> **Written exercise 1**: Summarize the passage about Balboa and the chief Tumaco in two sentences.
> **Written exercise 2**: List every person or place named in the passage about Balboa and Tumaco.
> **Written exercise 3**: Carry the passage about Balboa and Tumaco forward from its final sentence.

> **Page text**:
++++

Having captured a son of Tumaco, he loaded him with gifts, such as a shirt made in Castile, and other trifles valued by the savages, and sent him in search of his father. The chief had sought refuge in a wild den among the rocks, deep in the forest; but he was very much impressed by the beautiful presents brought by his son, and consented to emerge from his retreat. When he appeared before Balboa he had with him six hundred pieces of gold, and pearls to the number of two hundred and forty. The gold was wrought into ornaments, and the pearls, though most of them large and perfect in shape, had been injured by fire, with which the Indians had opened the shells.

++++

Saved data entries
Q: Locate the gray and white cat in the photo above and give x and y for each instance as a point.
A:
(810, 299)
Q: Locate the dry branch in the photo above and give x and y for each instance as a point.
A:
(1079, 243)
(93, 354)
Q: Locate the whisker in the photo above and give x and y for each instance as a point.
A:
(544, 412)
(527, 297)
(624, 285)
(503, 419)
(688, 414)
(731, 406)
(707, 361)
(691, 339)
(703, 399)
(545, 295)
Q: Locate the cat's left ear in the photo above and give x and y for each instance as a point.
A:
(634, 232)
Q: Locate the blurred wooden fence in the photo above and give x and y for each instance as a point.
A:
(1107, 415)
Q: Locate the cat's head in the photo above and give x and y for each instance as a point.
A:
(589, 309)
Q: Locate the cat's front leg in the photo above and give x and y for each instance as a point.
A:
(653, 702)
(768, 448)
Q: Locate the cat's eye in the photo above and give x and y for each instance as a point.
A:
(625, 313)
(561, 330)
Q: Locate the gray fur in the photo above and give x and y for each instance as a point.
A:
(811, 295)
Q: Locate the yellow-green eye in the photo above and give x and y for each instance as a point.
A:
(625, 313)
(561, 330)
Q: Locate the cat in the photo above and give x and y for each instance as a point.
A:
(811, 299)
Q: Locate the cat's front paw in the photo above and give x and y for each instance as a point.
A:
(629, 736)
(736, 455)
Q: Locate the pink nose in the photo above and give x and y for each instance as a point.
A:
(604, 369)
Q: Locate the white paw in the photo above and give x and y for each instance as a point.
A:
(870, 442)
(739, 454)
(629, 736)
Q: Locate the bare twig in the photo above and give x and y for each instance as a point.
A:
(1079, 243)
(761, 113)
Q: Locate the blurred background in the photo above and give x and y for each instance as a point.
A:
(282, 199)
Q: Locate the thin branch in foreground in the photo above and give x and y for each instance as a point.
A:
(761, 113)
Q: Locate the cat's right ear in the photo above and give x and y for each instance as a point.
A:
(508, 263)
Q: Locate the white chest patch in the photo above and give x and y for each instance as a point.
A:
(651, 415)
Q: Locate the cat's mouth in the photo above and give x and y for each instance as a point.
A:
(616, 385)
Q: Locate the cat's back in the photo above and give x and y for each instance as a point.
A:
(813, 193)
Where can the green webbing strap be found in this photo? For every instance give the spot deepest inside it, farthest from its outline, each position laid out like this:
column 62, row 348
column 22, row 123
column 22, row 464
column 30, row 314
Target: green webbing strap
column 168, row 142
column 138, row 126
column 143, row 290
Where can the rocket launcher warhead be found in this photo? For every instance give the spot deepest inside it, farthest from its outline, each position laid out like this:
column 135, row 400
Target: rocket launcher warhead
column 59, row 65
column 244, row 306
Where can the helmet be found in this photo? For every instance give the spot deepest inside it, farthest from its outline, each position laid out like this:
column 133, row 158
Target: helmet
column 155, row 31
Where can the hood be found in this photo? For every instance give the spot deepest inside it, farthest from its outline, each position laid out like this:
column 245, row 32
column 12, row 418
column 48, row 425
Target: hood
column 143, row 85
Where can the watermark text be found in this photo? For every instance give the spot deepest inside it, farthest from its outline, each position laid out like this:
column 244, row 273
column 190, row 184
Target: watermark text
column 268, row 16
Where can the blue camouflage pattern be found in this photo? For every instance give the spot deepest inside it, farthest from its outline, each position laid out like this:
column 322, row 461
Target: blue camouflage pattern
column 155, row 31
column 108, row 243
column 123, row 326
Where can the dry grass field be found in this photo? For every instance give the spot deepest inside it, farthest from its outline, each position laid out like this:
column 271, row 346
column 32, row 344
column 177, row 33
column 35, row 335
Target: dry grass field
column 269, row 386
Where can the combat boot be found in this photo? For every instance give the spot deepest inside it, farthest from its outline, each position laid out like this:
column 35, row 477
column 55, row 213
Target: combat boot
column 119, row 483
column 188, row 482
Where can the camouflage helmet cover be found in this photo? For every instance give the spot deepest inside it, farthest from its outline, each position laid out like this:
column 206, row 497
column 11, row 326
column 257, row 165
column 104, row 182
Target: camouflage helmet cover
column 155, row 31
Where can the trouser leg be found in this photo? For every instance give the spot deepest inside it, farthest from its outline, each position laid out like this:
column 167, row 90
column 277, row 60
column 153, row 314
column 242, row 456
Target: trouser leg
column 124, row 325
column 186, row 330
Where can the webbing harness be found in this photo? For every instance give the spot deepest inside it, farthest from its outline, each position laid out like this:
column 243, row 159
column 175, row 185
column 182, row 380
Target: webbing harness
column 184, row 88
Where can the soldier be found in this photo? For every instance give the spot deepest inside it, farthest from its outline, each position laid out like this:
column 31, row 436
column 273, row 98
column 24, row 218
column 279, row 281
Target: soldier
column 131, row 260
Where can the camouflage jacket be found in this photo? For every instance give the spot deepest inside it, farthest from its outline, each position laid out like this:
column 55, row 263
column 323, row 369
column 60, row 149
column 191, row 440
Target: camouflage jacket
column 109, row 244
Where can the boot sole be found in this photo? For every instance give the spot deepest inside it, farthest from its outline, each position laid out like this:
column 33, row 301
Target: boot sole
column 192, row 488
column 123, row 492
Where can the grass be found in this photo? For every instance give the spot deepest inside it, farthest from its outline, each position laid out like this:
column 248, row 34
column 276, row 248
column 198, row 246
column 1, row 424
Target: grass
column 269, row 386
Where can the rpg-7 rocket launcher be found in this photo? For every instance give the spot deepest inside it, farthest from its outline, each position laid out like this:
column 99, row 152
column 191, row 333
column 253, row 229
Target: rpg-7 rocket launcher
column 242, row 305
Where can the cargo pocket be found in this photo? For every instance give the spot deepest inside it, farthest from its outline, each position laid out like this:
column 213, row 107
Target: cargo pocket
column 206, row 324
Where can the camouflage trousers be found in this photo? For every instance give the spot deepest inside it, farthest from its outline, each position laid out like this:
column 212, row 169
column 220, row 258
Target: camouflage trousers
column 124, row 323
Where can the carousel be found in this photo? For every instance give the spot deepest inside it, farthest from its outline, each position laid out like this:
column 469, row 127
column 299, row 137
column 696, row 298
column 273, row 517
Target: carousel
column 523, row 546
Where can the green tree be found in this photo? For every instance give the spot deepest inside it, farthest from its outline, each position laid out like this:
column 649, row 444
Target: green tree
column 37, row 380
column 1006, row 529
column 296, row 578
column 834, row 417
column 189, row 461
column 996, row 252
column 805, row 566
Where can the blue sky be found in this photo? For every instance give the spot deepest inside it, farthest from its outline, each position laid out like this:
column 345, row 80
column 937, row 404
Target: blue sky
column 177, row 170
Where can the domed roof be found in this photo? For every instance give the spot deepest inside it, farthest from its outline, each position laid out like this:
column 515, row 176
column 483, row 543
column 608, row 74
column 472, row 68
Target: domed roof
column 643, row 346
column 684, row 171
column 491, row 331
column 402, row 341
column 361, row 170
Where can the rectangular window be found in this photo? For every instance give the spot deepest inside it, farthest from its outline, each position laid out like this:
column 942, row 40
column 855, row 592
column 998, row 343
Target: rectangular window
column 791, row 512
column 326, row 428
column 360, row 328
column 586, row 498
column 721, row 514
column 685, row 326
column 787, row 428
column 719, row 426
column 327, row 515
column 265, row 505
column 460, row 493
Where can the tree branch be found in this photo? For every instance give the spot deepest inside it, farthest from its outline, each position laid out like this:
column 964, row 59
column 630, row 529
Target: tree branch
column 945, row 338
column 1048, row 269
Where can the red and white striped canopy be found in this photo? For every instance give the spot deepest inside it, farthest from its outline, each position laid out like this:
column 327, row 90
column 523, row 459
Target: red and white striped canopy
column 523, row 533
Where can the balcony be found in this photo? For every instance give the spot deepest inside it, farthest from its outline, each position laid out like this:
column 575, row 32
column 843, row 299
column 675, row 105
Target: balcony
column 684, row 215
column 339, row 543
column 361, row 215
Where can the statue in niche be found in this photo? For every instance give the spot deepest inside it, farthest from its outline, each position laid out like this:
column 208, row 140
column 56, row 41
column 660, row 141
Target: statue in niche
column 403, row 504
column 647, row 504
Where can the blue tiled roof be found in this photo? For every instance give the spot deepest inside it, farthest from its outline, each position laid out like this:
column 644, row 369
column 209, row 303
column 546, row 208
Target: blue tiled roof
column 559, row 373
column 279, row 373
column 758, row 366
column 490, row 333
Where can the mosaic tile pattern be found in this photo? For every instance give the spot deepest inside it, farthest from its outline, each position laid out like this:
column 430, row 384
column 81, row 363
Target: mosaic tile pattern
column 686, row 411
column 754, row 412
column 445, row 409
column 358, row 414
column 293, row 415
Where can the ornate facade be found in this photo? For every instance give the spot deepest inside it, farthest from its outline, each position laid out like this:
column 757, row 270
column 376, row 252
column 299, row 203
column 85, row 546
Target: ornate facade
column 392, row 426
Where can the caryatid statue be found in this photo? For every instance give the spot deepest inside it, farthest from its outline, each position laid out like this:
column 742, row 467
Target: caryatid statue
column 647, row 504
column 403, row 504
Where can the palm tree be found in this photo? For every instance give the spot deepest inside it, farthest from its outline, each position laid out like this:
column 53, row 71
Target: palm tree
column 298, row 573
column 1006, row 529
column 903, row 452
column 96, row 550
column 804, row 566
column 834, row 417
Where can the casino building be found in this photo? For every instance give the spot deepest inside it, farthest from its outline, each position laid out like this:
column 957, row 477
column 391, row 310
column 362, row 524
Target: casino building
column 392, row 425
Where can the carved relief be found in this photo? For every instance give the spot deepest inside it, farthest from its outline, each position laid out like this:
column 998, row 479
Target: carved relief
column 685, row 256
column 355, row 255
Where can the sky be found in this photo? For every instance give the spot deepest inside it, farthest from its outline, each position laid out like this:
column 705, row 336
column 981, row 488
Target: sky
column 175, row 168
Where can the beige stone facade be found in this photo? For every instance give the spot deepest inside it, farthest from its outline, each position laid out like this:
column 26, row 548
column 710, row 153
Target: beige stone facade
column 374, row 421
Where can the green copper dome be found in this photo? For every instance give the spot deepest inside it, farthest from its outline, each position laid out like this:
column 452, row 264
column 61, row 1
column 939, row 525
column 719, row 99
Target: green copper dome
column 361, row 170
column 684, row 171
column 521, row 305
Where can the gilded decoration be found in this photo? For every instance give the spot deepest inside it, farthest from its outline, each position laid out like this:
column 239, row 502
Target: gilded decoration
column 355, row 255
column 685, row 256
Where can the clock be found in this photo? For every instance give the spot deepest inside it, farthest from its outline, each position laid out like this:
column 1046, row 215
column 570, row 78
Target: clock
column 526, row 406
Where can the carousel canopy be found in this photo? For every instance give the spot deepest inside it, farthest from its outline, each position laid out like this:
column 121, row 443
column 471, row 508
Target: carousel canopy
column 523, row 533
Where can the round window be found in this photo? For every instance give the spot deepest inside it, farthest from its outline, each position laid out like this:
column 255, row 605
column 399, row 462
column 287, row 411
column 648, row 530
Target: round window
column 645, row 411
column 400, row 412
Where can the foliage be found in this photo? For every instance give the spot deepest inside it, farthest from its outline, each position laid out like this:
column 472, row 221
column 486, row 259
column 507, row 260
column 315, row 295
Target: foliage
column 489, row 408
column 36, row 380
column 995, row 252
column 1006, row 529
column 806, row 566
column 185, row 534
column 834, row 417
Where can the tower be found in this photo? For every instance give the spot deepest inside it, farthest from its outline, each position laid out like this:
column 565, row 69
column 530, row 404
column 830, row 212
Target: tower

++++

> **Final answer 1**: Balboa captured a son of Tumaco, loaded him with gifts such as a shirt made in Castile, and sent him to find his father, who had taken refuge in a wild den among the rocks deep in the forest. Impressed by the presents, Tumaco came out and appeared before Balboa with six hundred pieces of gold wrought into ornaments and two hundred and forty pearls that had been injured by the fire the Indians used to open the shells.

> **Final answer 2**:
- Tumaco
- Castile
- Balboa

> **Final answer 3**:
All this treasure Tumaco presented to Balboa, and when he saw with what joy it was received, and understood that the pearls were especially appreciated, he sent a party of his divers to search for more. Thirty naked Indians, accustomed all their lives to dive for pearls, went down the coast in a canoe, accompanied by six Spaniards as witnesses; but the sea was so rough that they dared not fish in deep water, where the large pearl-oysters lay. The storm, however, had caused a great number of oysters to be washed ashore, and there they collected more than ninety ounces of small though perfect pearls, which were freely given to the Spaniards. The best of these, with specimens of the oysters from which they were taken, were set apart by the conscientious Balboa, as an acceptable gift to his sovereign.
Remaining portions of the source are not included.